**Assignment:**
Word for word, repeat each record that follows.

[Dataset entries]

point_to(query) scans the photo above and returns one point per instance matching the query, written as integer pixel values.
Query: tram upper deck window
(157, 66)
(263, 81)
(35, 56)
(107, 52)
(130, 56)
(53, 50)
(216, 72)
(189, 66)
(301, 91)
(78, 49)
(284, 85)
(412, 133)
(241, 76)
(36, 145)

**Response to the exercise:**
point_to(query) scans the photo above and returns one point per instance matching the query, written as integer pixel values.
Query: tram upper deck window
(157, 66)
(263, 81)
(35, 56)
(107, 52)
(130, 56)
(53, 50)
(216, 72)
(189, 66)
(301, 91)
(78, 49)
(284, 85)
(412, 133)
(241, 76)
(36, 145)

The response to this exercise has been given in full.